__Extract provided__:
Courses in STATISTICS (DIVISION 489)

100(300). Introduction to Statistical Reasoning. No credit granted to those who have completed or are enrolled in Soc. 210, Poli.Sci. 280, Stat. 402, 311, 405, or 412, or Econ. 404. (4). (NS).

This course is designed to provide an overview of the field of statistics. Course topics include methods of analyzing and summarizing data, statistical reasoning as a means of learning from observations (experimental or sample), and techniques for dealing with uncertainties in drawing conclusions from collected data. Basic fallacies in common statistical analyses and reasoning are discussed and proper methods indicated. Alternative approaches to statistical inference are also discussed. The course emphasis is on presenting basic underlying concepts rather than on covering a wide variety of different methodologies. Course evaluation is based on a combination of two Thursday evening midterm examinations, a final examination and teaching fellow input. The course format includes three lectures and a laboratory (1 hour per week). Cost:2 WL:3 (Hardwick, Gunderson, Aliaga)

170(270). The Art of Scientific Investigation. (4). (NS).

The objective of this course is to introduce students to the learning process in a non-deterministic environment. An appreciation for measurement, bias and variation is essential to formulate questions and learn about things. Underlying this course is the Edwards Deming philosophy. Deming, an American statistician, was invited to Japan in the early 1950's to help improve the quality of mass produced items. His success in Japan is, in part, responsible for our current balance of trade deficit; and here the Ford Motor Co., has also attained a larger market share as a result of his ideas. Implementation of the Deming message requires a critical appreciation of variation and the scientific method. Specifically, we will discuss: (1)Historical attempts to learn and the advent of the modern scientific method. (2)The differences between special or assignable causes and common causes of variation. Before we can learn how a process operates, the process must be stable. (3) Differences between observational and controlled randomized studies and associated ethical issues. (4) The 'what' and 'how' of measurement and the quantification of uncertainty-subjective and frequency notions of probability. (5) Understanding bias and variation. (6) How to use bias to design efficient studies. (7) Differences between enumerative and analytic studies. Many of the ideas will be introduced through experimentation (e.g., the red bead and funnel experiments) and the mathematical level will not require more than a modest background in high school algebra. The course format includes 3 lectures and a laboratory. (1.5 hours per week). Cost:2 WL:3 (Rothman)

290. The History of Chance. (3). (NS).

__Tasks__:
**a)** In the statistics course listings, how long is the weekly laboratory for Introduction to Statistical Reasoning?
**b)** From the statistics course listings, copy the passage between "Courses in STATISTICS" and "404. (4). (NS).", inclusive.
**c)** Name every instructor listed in the statistics course listings.

__Supplied information__:
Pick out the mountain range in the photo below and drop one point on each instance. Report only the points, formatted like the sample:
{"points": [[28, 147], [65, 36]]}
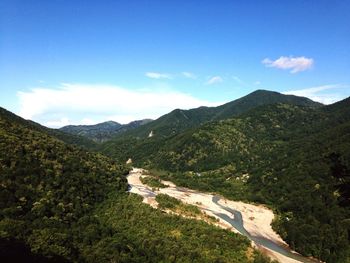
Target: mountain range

__Task solutions__:
**a)** 1 hour per week.

**b)**
Courses in STATISTICS (DIVISION 489)

100(300). Introduction to Statistical Reasoning. No credit granted to those who have completed or are enrolled in Soc. 210, Poli.Sci. 280, Stat. 402, 311, 405, or 412, or Econ. 404. (4). (NS).

**c)** Hardwick, Gunderson, Aliaga, Rothman